§ Aim of the exercise:
Begin at the line of the data below that has "of the light" and copy through the end of the data, switching "light brown wood" to "tan wood" and leaving everything else unchanged.

Extracted data entries:
————
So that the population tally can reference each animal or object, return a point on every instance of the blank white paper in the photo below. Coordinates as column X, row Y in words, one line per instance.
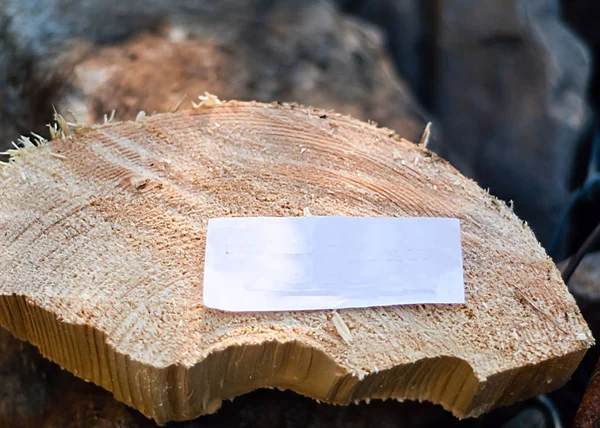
column 303, row 263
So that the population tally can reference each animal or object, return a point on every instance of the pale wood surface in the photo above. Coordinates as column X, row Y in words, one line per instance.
column 103, row 233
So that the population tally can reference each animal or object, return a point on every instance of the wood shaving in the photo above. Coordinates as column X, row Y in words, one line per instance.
column 207, row 100
column 342, row 328
column 425, row 137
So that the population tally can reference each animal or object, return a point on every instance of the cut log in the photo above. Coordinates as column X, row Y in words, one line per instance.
column 103, row 234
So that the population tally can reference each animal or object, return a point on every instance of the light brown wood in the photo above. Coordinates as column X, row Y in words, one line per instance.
column 102, row 237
————
§ The solution:
So that the population tally can reference each animal or object, return a point on every instance of the tan wood in the photo above. Coordinates as column X, row Y in words, one line per instance.
column 102, row 237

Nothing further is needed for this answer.